EXERCISE PROMPT. Reproduce the data below, without any changes, from the line containing "Subject: yellow fuselage" through the line containing "xmin=299 ymin=89 xmax=314 ymax=101", inclusive.

DATA IN THIS EXERCISE.

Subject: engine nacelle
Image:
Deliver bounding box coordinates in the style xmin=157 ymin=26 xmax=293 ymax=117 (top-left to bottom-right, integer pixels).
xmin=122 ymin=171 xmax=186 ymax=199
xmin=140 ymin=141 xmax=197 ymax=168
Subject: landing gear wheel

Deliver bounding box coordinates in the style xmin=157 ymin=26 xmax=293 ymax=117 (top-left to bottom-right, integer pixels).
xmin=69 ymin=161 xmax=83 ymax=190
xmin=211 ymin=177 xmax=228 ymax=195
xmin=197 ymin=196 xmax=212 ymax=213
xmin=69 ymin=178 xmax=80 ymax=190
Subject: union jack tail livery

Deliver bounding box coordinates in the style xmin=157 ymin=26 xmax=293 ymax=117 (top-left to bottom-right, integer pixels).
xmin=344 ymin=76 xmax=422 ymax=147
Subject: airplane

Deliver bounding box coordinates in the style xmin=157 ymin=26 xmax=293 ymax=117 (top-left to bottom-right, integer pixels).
---
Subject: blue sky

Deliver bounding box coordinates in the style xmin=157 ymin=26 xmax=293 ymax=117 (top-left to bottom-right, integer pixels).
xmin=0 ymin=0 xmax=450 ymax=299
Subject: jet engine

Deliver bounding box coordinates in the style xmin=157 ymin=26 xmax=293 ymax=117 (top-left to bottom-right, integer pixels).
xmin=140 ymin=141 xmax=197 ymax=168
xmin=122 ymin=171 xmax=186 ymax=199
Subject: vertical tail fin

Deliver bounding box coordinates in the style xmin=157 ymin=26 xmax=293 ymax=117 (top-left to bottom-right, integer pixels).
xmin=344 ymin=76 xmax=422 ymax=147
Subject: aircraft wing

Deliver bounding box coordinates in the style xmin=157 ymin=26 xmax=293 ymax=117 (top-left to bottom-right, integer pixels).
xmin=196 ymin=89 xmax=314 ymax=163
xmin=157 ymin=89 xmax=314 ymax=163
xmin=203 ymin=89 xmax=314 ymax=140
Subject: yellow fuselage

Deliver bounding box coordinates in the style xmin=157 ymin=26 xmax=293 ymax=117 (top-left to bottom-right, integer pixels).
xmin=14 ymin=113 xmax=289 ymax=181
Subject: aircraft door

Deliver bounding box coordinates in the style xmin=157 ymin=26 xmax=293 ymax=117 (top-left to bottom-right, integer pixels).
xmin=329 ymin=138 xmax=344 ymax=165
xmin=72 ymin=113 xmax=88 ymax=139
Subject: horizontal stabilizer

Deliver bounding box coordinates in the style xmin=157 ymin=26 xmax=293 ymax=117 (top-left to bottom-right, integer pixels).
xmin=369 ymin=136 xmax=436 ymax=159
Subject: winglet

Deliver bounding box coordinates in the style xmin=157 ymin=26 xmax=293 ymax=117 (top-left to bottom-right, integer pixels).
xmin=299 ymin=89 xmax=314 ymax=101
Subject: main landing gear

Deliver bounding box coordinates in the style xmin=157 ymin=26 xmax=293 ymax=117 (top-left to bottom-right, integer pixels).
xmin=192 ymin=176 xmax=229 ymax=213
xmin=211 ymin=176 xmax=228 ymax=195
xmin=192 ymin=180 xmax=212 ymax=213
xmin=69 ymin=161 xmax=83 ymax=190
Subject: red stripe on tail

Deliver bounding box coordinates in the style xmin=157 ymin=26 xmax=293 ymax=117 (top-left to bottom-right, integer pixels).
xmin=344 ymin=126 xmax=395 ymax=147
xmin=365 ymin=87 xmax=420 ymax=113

ANSWER TO THIS EXERCISE.
Subject: yellow fuselage

Deliver bounding box coordinates in the style xmin=157 ymin=26 xmax=293 ymax=117 (top-left to bottom-right, integer pixels).
xmin=14 ymin=113 xmax=289 ymax=181
Subject: aircraft door

Deliver bounding box coordinates in the style xmin=157 ymin=26 xmax=293 ymax=117 (top-left to bottom-right, integer pixels).
xmin=329 ymin=138 xmax=344 ymax=165
xmin=72 ymin=113 xmax=88 ymax=139
Subject: horizontal stabilizer

Deliver bounding box coordinates in the style xmin=157 ymin=26 xmax=293 ymax=117 (top-left to bottom-right, integer pixels).
xmin=369 ymin=136 xmax=436 ymax=159
Subject: winglet

Deliver bounding box coordinates in the style xmin=157 ymin=26 xmax=293 ymax=117 (top-left to bottom-right, integer pixels).
xmin=299 ymin=89 xmax=314 ymax=101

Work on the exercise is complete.